Summarize the New Brunswick blog post below in three sentences.

_Excerpt to read_.
__________

Not much on the radar this morning. I read that interesting story in the TJ about David Booth, a senior executive at Computer Sciences Corporation and his ties to New Brunswick. He’s a Mount Allison graduate and a Moncton native. Will CSC ever invest in New Brunswick? Maybe, maybe not but having that guy on the Ambassador’s list makes great sense.
The TJ also has an editorial calling for reforms to the EI system and moving us away from a seasonal economy. This is on the heals of a report last week critical of the EI system. The TJ brass need to realize that the national calls to reform EI are motivated by the desire to have more of our people move out west. They say that EI is an impediment to the free flow of labour from poor areas with surplus workers to rich areas with a need for workers. I have read several of these reports over the past couple of years – some sponsored by the federal government itself – and my opinion is simple. If you remove or dramatically reduce seasonal EI, you will in fact force at least several thousand New Brunswickers – maybe more – to leave the province. This will exacerbate the problems, in my opinion. Don’t underestimate the problem of morale and its decline in many of our communities. Accelerating out-migration will make that even worse. In my opinion, we need more proactive economic development in these communities that is tied to EI reform.
Speaking of morale, I am about half way through Jacques Poitras’ Beaverbrook – part biography, part NB history lesson and eventually I think there is something in there about the paintings dispute (I’m not there yet).
I could write a dozen blogs on what I have read so far – and likely will on a slow day – but today I’ll just make a comment about the fealty that New Brunswickers – from the Premier on down – showed to Beaverbrook and a few other captains of industry and the condescension that Beaverbrook had towards his native New Brunswick. I could be wrong, but there seems to be a touch of scorn and even rebuke in Poitras writing about this.

__________

_Extracted entries_.
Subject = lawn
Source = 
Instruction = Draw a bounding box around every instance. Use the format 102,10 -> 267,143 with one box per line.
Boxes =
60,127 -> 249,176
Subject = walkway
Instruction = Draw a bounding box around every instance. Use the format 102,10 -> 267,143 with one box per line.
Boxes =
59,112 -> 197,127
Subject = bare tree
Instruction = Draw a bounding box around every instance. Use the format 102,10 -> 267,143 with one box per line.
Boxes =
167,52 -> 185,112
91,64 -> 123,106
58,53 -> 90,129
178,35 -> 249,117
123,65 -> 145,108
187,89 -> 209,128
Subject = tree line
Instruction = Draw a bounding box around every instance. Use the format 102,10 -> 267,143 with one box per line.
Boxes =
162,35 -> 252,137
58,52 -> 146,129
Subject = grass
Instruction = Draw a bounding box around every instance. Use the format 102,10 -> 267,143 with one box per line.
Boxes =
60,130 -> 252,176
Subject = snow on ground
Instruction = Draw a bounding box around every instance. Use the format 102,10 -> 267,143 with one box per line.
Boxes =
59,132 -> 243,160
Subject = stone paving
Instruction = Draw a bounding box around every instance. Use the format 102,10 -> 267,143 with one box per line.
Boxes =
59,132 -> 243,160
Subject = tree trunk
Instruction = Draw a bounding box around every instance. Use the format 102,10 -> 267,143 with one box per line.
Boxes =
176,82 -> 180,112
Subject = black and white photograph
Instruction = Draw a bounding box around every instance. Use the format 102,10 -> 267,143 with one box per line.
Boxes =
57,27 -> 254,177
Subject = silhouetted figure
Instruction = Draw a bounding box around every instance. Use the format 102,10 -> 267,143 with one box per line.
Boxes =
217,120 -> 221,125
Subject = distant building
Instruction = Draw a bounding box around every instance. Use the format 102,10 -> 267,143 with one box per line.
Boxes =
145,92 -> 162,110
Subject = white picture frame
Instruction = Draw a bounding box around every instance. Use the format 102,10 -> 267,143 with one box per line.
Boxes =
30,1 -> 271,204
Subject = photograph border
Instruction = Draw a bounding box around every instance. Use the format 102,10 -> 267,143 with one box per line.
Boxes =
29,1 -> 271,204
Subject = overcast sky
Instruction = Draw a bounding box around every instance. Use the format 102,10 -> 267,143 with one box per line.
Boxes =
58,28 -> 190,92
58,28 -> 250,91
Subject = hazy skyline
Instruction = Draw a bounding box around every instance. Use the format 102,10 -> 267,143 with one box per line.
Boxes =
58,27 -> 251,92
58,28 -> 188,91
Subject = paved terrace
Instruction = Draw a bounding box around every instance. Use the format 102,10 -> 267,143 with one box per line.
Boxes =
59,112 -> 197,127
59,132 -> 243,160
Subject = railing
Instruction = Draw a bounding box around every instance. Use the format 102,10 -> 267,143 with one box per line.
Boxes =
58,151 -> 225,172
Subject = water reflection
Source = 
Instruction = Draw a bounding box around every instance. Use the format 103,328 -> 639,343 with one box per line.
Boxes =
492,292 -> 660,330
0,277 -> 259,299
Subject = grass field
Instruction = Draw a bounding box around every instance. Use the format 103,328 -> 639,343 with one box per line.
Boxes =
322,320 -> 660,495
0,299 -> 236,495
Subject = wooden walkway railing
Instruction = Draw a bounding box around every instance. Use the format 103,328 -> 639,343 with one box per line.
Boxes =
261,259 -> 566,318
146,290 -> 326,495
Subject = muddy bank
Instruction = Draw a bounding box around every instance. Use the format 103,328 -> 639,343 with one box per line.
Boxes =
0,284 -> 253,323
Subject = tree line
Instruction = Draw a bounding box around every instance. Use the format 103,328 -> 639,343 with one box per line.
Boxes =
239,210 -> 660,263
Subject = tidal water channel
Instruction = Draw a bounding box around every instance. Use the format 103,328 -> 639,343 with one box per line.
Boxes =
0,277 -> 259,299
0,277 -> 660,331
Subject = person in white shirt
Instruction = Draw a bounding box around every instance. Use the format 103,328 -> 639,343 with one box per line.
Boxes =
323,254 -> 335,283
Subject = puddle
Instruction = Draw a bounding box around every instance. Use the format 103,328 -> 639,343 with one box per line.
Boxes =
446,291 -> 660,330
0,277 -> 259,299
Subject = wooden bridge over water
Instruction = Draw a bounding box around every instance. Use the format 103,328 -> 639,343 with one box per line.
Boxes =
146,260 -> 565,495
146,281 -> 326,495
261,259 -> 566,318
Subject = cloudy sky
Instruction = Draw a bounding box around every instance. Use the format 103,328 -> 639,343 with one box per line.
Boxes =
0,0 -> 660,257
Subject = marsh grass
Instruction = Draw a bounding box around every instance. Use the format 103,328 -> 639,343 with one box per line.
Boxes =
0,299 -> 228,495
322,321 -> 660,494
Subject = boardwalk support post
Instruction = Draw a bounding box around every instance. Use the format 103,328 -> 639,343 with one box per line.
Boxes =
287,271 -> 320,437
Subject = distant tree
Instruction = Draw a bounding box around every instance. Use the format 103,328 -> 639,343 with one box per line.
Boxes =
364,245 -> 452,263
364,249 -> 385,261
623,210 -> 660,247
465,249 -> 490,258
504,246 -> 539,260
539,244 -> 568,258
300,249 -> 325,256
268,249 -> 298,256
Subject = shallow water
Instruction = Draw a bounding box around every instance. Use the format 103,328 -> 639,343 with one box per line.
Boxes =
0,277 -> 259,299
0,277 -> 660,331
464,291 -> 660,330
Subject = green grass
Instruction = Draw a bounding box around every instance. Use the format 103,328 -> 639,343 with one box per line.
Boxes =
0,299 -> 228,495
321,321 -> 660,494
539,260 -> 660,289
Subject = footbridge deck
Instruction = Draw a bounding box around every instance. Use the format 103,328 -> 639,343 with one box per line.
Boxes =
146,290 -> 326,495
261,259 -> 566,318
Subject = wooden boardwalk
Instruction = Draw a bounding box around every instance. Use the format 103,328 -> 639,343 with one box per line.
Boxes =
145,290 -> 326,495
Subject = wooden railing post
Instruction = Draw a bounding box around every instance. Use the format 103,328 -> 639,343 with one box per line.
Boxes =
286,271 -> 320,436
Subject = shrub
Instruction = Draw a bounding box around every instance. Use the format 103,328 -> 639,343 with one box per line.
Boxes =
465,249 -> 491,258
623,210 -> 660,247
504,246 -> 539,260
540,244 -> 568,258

__________

_Your response_.
The writer mentions a TJ story on David Booth, a Computer Sciences Corporation executive from Moncton and a Mount Allison graduate, and says having him on the Ambassador's list makes great sense. Responding to a TJ editorial calling for EI reform, the writer argues that removing or sharply reducing seasonal EI would force thousands of New Brunswickers to leave and deepen the decline in community morale, and calls for proactive economic development tied to EI reform. About halfway through Jacques Poitras' Beaverbrook, the writer notes the fealty New Brunswickers showed Beaverbrook and his condescension toward his native province.